- [Excerto do documento]:
*-*-*
21 de maio de 2007

Realidade e/ou Verdade Virtual

O director de fotografia de Zodiac, Harris Savides, declarou à American Cinematographer: "Part of the approach on Zodiac was to make it look mundane enough for people to accept that what they’re watching is the truth. We didn’t want to hype anything or design anything to be seductive."
E assim se lança mais uma acha para a fogueira das realidades: poderá um filme que é "fotografado" numa câmara digital (Thomson Viper FilmStream), que grava a imagem directamente em ficheiros informáticos num disco-rígido, dar ao espectador uma sensação de que o que estão a ver é verdade?
Ao visionar o filme, uma das características da imagem que salta à vista são as cenas a baixa luz sem o grão que normalmente se tem quando rodado em película. Por outro lado, em cenas de noite, em ruas escuras ou terrenos mais abandonados, o horizonte longíquo da cidade tem mais luz do que o que se passa em primeiro plano, o que é o contrário do que normalmente se captava em filme, pois os projectores que eram precisos para iluminar a cena e imprimir a imagem davam necessariamente mais leitura ao que estivesse em primeiro plano (apesar de que nos últimos anos películas mais rápidas e sensíveis já permitissem outro género de filmagem à noite, a baixa luz e quase sem grão). Mas há quem diga igualmente que gosta do grão da película, que adora particularmente o visual do 16mm transferido para 35 que aumenta substancialmente o tal grão. E há quem afirme que esse look é mais real, e que o digital é artificial.
Pessoalmente penso que a questão da realidade da imagem não está no seu suporte, mas no que é filmado. E por sua vez o que é filmado é por vezes mais real quanto mais artificial. Aliás, muitos dos efeitos especiais hoje em dia são usados não para encher o olho do espectador com os seus artifícios mas, escondendo-se, apagar os seus efeitos, e tornar mais real o que se vê na imagem.

Based on a True Lie


Neste semestre em que a reflexão sobre cinema e realidade tem sido omnipresente, vale a pena ver ou rever os dois filmes de Billy Ray (Shattered Glass e Breach) cineasta que, como realizador, parece ter uma propensão para o que eu chamaria de "histórias baseadas numa mentira real".
*-*-*
- [Dados fornecidos]:

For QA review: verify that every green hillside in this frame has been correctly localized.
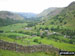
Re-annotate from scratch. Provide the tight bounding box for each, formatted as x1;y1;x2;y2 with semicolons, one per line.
0;11;24;26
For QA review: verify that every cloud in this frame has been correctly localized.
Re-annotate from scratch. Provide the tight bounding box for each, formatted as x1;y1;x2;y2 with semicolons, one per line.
0;0;75;13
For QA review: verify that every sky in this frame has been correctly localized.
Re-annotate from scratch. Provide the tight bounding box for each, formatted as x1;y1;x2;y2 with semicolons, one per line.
0;0;75;14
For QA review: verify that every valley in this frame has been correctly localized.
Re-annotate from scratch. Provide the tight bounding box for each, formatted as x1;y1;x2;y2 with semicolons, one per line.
0;2;75;56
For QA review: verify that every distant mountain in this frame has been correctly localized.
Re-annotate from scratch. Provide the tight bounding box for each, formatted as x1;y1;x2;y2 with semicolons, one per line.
17;12;36;18
37;7;63;17
0;11;24;26
0;11;24;20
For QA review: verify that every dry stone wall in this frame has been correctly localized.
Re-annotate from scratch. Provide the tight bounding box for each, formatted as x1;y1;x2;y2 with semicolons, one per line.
0;40;59;53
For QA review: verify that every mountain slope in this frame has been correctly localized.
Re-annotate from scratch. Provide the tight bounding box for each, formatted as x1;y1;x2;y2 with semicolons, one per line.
0;11;24;26
49;2;75;29
17;12;36;18
38;7;63;18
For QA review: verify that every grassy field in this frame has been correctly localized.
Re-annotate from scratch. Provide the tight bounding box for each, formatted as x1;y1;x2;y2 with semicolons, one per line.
0;23;75;56
0;49;55;56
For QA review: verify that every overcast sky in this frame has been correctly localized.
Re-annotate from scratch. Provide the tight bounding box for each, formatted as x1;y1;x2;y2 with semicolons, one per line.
0;0;75;13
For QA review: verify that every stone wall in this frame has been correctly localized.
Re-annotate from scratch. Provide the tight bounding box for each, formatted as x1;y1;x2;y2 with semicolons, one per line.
0;40;59;53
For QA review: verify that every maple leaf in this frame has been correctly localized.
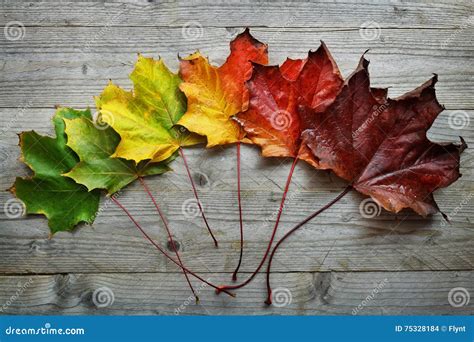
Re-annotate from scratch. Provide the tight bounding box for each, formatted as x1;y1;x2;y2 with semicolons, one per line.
65;117;172;194
10;108;100;234
235;43;343;165
178;29;268;147
96;55;203;163
300;57;466;216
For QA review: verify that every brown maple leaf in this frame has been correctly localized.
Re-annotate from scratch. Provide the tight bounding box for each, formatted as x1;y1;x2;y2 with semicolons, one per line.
235;43;343;164
299;57;466;216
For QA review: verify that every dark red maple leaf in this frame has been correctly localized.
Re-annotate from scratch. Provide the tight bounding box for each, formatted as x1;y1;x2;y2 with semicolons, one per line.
235;43;343;164
218;43;343;290
299;57;466;216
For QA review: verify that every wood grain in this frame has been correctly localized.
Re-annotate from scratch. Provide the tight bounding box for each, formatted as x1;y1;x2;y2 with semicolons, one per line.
0;271;474;315
0;0;474;315
0;26;474;109
0;0;473;28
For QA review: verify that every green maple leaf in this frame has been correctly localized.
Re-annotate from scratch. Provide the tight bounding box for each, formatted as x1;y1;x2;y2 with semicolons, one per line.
96;55;205;163
10;108;100;234
65;117;172;194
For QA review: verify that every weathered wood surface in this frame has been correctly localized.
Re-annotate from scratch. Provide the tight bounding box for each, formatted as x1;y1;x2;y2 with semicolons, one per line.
0;1;474;314
0;271;474;315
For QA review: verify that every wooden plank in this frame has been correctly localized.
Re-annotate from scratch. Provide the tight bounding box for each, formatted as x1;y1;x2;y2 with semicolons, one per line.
0;27;474;109
0;105;474;273
0;271;474;315
0;0;472;27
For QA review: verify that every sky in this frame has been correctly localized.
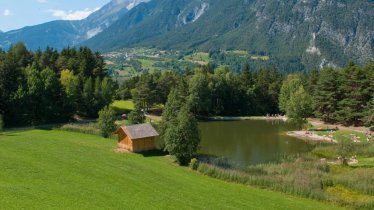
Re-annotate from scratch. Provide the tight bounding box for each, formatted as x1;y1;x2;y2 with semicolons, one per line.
0;0;110;32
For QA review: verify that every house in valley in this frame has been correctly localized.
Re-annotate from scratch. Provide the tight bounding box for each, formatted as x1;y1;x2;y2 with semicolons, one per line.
115;123;159;152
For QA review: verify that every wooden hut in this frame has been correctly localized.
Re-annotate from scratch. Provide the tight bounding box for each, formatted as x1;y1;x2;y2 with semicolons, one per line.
115;123;159;152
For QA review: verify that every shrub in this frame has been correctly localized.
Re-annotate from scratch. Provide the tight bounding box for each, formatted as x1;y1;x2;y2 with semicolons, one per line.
197;157;331;199
190;158;199;170
0;114;4;132
98;106;116;138
129;104;145;124
59;123;101;135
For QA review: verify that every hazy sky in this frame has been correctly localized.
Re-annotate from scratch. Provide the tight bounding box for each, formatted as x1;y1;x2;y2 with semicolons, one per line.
0;0;110;32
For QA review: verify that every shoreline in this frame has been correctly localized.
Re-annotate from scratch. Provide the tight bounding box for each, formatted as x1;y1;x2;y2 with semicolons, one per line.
287;131;338;144
199;116;288;121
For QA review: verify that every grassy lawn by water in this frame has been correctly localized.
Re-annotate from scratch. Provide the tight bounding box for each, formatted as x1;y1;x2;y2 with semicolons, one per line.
111;100;135;114
0;130;344;210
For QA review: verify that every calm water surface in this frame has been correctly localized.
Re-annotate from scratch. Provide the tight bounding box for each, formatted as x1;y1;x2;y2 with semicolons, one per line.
199;120;310;165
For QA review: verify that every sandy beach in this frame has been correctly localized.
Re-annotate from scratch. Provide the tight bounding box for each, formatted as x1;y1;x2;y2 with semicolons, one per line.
287;131;338;143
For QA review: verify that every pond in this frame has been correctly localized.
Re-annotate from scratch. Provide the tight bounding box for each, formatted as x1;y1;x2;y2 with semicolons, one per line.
199;120;311;165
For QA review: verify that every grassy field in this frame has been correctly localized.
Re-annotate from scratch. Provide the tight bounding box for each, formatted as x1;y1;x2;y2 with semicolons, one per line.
0;130;344;210
111;100;135;114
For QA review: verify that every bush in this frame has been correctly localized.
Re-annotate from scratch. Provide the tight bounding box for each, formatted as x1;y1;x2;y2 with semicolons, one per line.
98;106;116;138
0;114;4;132
197;157;331;200
190;158;199;170
129;105;145;125
59;123;101;135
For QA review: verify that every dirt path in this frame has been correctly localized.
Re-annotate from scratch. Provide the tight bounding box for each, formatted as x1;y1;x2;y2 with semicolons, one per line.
287;131;338;143
308;118;368;133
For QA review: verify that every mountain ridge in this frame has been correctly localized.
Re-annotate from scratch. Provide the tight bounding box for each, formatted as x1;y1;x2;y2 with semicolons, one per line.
0;0;149;50
84;0;374;69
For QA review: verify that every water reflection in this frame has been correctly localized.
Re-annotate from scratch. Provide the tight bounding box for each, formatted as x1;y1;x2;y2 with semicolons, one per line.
200;120;309;165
*-*-*
- [Exercício breve 1]: Segundo o texto sobre cinema e realidade, por que razão as cenas nocturnas rodadas em película davam normalmente mais luz ao primeiro plano do que ao horizonte distante da cidade? Responda em uma a três frases.
- [Exercício breve 2]: Prossiga o texto sobre cinema e realidade a partir do ponto em que termina.

- [Resposta final 1]: Porque, na rodagem em película, eram precisos projectores para iluminar a cena e imprimir a imagem, e essa iluminação dava necessariamente mais leitura ao que estivesse em primeiro plano.

- [Resposta final 2]:
Em Shattered Glass, Ray conta-nos a história do jovem jornalista Stephen Glass que durante anos publicou dezenas de artigos inteiramente fabricados (ficcionados) com pessoas, empresas e acontecimentos fictícios, o que não deixa de ser interessante, pois é um movimento inverso mas semelhante ao que o cinema faz da realidade que por sua vez deveria ser o domínio do jornalismo (ou não).
Mais recentemente em Breach, baseado na investigação que levou à prisão de Robert Hanssen, agente do FBI que durante anos fez espionagem para a URSS e mais tarde Rússia (depois do colapso da União), a mentira é dulpa, pois o filme é contado do ponto de vista do jovem pseudo-estagiário Eric O'Neill, que é colocado a trabalhar com Hanssen, de forma a poder relatar todos os seus movimentos suspeitos aos superiores do FBI (na verdade, a mentira chega a ser tripla, pois numa primeira abordagem, a agente que contacta O'Neil também lhe esconde a verdade dos verdadeiros pretextos para a sua investigação).
Repare-se igualmente nas semelhanças dos dois protagonistas de ambos filmes. Ambos jovens ambiciosos e dispostos a mentir. E as fronteiras morais da mentira ficam ténues, quando a pequena mentira se multiplica e expande perante o exterior monstruoso que envolve o protagonista -- em Glass, os media, em Breach o mundo dos serviços secretos.
Billy Ray é um cineasta cuja carreira será interessante seguir, ficando a questão no ar se Ray irá se especializar neste cinema ficcional-do-real-da-mentira e, em caso afirmativo, qual será o próximo grande embuste Americano que irá retratar.

5 de maio de 2007

>Trabalho<

Escola Superior de Teatro e Cinema
ESTÉTICA
4º ano
Entrega: 5 de Junho de 2007

(Texto na caixa de mail do blog)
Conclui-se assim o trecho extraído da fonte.